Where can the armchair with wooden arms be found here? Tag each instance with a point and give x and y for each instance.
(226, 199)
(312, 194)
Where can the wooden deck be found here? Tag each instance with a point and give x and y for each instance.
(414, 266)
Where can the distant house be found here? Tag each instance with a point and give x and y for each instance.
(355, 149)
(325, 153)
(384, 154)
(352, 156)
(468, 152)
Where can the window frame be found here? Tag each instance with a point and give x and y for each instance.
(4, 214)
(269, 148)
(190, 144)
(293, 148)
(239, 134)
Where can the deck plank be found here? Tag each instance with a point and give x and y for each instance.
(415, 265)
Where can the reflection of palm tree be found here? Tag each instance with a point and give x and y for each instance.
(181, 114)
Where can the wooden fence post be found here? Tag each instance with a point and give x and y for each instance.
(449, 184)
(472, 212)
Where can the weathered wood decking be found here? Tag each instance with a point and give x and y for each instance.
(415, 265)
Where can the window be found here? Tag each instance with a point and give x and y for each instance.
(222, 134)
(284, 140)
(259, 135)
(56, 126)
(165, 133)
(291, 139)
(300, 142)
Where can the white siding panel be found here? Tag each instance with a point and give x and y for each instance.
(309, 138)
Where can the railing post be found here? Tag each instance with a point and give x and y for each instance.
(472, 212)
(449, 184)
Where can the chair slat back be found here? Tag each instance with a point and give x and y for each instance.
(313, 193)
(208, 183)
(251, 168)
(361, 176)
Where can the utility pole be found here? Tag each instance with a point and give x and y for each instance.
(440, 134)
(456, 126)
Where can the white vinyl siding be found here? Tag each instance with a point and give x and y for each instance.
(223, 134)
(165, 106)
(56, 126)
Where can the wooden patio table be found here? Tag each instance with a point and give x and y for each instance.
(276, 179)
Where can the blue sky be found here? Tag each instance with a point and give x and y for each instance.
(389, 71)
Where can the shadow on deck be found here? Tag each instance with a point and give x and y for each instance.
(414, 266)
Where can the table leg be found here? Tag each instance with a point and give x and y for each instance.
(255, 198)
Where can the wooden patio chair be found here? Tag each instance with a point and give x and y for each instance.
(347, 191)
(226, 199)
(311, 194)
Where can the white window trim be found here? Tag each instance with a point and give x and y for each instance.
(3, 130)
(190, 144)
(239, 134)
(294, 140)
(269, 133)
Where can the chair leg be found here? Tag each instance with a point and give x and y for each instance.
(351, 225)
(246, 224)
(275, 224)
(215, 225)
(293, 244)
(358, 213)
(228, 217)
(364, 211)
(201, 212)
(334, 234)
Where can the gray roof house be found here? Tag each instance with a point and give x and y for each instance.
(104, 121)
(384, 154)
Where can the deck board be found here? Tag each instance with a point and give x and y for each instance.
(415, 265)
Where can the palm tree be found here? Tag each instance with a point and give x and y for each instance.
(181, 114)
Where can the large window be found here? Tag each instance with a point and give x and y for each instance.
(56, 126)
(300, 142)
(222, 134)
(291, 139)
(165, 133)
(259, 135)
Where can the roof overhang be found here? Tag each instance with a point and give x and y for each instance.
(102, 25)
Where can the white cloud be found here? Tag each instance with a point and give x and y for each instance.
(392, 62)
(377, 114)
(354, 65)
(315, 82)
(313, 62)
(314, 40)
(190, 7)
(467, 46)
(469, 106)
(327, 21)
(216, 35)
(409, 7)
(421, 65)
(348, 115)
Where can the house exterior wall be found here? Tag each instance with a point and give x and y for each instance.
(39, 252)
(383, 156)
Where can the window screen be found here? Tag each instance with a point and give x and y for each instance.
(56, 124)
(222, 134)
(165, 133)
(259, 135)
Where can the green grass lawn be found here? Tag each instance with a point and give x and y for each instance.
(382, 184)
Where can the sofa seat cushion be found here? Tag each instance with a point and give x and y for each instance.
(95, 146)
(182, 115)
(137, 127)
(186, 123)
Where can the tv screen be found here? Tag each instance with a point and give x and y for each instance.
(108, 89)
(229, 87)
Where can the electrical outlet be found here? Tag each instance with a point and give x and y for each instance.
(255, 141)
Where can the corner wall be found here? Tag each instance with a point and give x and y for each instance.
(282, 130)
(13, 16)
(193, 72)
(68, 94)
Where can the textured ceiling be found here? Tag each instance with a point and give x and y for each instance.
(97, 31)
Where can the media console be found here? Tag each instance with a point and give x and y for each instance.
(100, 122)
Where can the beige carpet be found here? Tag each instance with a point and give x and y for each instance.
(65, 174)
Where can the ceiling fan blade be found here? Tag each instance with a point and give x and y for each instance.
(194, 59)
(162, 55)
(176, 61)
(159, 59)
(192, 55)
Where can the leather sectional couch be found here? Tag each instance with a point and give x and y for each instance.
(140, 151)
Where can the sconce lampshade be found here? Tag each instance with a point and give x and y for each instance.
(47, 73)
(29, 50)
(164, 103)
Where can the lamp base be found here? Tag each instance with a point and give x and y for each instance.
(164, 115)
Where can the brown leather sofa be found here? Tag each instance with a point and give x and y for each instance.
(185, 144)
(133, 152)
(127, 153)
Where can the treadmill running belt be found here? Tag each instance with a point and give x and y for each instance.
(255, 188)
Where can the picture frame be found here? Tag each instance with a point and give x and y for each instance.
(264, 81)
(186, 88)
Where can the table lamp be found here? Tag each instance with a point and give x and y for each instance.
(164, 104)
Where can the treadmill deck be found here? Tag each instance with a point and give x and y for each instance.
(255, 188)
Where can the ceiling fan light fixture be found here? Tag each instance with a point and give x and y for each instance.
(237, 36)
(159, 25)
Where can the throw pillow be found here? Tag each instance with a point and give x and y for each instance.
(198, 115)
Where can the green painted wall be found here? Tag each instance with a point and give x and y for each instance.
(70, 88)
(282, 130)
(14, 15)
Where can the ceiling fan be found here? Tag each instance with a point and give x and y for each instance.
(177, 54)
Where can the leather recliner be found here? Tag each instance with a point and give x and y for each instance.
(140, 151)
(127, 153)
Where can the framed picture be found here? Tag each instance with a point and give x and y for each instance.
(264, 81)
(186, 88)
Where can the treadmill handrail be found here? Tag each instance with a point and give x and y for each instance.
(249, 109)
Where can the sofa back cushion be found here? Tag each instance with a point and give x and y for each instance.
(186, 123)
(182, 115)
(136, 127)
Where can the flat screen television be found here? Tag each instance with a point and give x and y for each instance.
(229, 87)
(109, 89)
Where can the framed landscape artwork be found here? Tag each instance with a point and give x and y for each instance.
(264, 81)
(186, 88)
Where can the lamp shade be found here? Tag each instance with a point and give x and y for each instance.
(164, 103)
________________________
What needs to be done :: Would you print each line of the listing again, unaltered?

Output for this task ::
Where can the armchair with wooden arms be found here? Tag each instance with a point and give x and y for each instance.
(226, 199)
(312, 194)
Where can the wooden deck be found here? Tag each instance with a point and give x and y for each instance.
(414, 266)
Where can the distant house be found here? Tag each instance with a point and give x and y for each instance.
(355, 149)
(325, 153)
(384, 154)
(352, 156)
(468, 152)
Where can the window frame be found here? Tag each instance with a point and give x and y for each instance.
(4, 214)
(269, 148)
(190, 144)
(293, 148)
(239, 134)
Where can the deck plank be found here? Tag each instance with a point and give x and y for each instance.
(415, 265)
Where can the reflection of palm tree be found here? Tag each instance with a point and give x and y for each instance.
(181, 114)
Where can the wooden fence post be found here? Tag each instance with a point and give x and y for each instance.
(449, 184)
(472, 212)
Where can the weathered wood decking be found here? Tag each instance with a point and give x and y for each instance.
(415, 265)
Where can the window be found here? Tag each instance with a point and give x and y for each instance.
(222, 134)
(284, 140)
(259, 135)
(56, 126)
(165, 133)
(291, 139)
(300, 142)
Where can the white siding panel be found here? Tag each instance with a point and give x and y for each instance.
(309, 138)
Where can the railing post be found here? Tag each instance with a point and give x and y for each instance.
(472, 212)
(449, 184)
Where can the chair slat back be found here? Tag each instance with a point and give x and y for each instance.
(313, 193)
(208, 183)
(251, 168)
(361, 176)
Where can the utility pole be found here? Tag each instance with a point and give x and y for each instance.
(440, 134)
(456, 126)
Where can the white vinyl siding be found here? Tag each instance with a point and give x and y for each instance.
(223, 134)
(165, 106)
(56, 126)
Where can the wooden patio table be found here? Tag each instance with a point and give x and y for each instance.
(276, 179)
Where can the blue sky be found here? Tag each instance with a point and give x and y for each instance.
(389, 71)
Where can the shadow on deck be found here? Tag each instance with a point and give x and y for each instance.
(414, 266)
Where can the table leg be found here? Tag each instance with a point and give x and y for each instance.
(255, 198)
Where can the wooden patio chair be found here? Tag each instance with a point and give x and y for each instance.
(347, 191)
(226, 199)
(311, 194)
Where can the white window trim be found here? Tag each instance with a point and give x and y for each instance.
(3, 130)
(190, 144)
(239, 134)
(294, 140)
(269, 133)
Where can the chair leg be found here? Tag each instance with a point and give x and y for each instance.
(351, 225)
(246, 224)
(275, 224)
(215, 225)
(293, 244)
(358, 213)
(228, 217)
(364, 211)
(201, 212)
(334, 234)
Where can the gray roof house be found here? Tag each instance with a point and give x and y for each instance.
(104, 121)
(384, 154)
Where can the deck board be found here? Tag each instance with a point and give x and y for each instance.
(415, 265)
Where can the palm tree be found here? Tag each instance with a point and give x and y for each instance.
(181, 114)
Where can the large window be found here? Tag each instance with a point and give x and y for each instance.
(56, 126)
(300, 142)
(222, 134)
(291, 139)
(165, 133)
(259, 135)
Where can the roof overhang be found here? Tag each instance with a point and give x and y for each instance.
(102, 25)
Where can the white cloud be found here? Tag each instance with a point and give x and y for each instance.
(392, 62)
(377, 114)
(354, 65)
(315, 82)
(313, 62)
(314, 40)
(190, 7)
(467, 46)
(469, 106)
(327, 21)
(216, 35)
(409, 7)
(421, 65)
(348, 115)
Where can the house exterior wall be found here? Tag each instance with a point and give x and y for each instance.
(39, 252)
(383, 156)
Where can the window screen be found here? Tag each instance with a point and give x and y for each instance.
(56, 124)
(222, 134)
(165, 133)
(259, 135)
Where can the green grass lawn be found here? Tag each instance with a point and give x and y for each instance.
(382, 184)
Where can the sofa seat cushion be found here? Tag each instance with a point and give x and y for each instance.
(95, 146)
(182, 115)
(137, 127)
(186, 123)
Where can the tv screen be found here? Tag each instance with a point and give x and y for each instance.
(108, 89)
(229, 87)
Where can the electrical outlet be found here? Tag each instance with a point and give x and y for each instance.
(255, 141)
Where can the corner wall be found here? Tag each instance with a point and give x and y for each instance.
(282, 130)
(13, 16)
(193, 72)
(68, 94)
Where can the textured ceiling be found here? Tag each instance with a point and give x and y for each instance.
(97, 31)
Where can the media console be found here? Tag each instance with a point and give x and y for each instance.
(100, 122)
Where can the beige carpet be found here? Tag each instance with a point and give x and y for each instance.
(65, 174)
Where can the ceiling fan blade be found here? Tag each instance with a point and give x and y for each instance.
(194, 59)
(162, 55)
(176, 61)
(159, 59)
(192, 55)
Where can the leather sectional couch be found here? Tag each instance with a point and give x and y for each instance.
(140, 151)
Where can the sconce lampshade be found here? Tag each instance with a point and give x and y for each instance.
(47, 73)
(29, 50)
(164, 103)
Where can the lamp base be found here? Tag each instance with a point and give x and y for each instance.
(164, 115)
Where can the brown leather sofa be found here? Tag each instance with a point and give x and y for each instance.
(185, 144)
(133, 152)
(127, 153)
Where can the treadmill running belt be found here? Tag each instance with a point and give x and y for each instance.
(255, 188)
Where can the picture frame be found here? Tag each instance with a point and give x and y for each instance.
(264, 81)
(186, 88)
Where can the table lamp be found here? Tag each instance with a point and give x and y for each instance.
(164, 104)
Where can the treadmill deck be found here? Tag each instance with a point and give x and y for each instance.
(255, 188)
Where can the ceiling fan light fixture be found here? Tag each instance with a point and give x and y for each instance.
(237, 36)
(159, 25)
Where can the throw pillow be found here? Tag each instance with a point and give x and y for each instance.
(198, 115)
Where can the green painted wall be found here? Tag each instance with a point and give x and y for each instance.
(70, 88)
(282, 130)
(14, 15)
Where can the ceiling fan be found here? Tag each instance with a point and give x and y for each instance.
(177, 54)
Where can the leather recliner be found here? Tag each instance with a point and give x and y for each instance.
(140, 151)
(127, 153)
Where can the framed picture be found here? Tag each instance with a point and give x and y for each instance.
(264, 81)
(186, 88)
Where can the treadmill handrail be found here? Tag each instance with a point and give x and y for each instance.
(249, 109)
Where can the sofa back cushion be found here? Tag each instance with a point and give x and y for each instance.
(186, 123)
(182, 115)
(136, 127)
Where can the flat screen television be found here? Tag each instance with a point and give x and y for each instance.
(229, 87)
(109, 89)
Where can the framed landscape artwork be found here? Tag each instance with a point and give x and y for each instance.
(264, 81)
(186, 88)
Where can the lamp shade be found here? Tag each instance with a point and give x and y for each instance.
(164, 103)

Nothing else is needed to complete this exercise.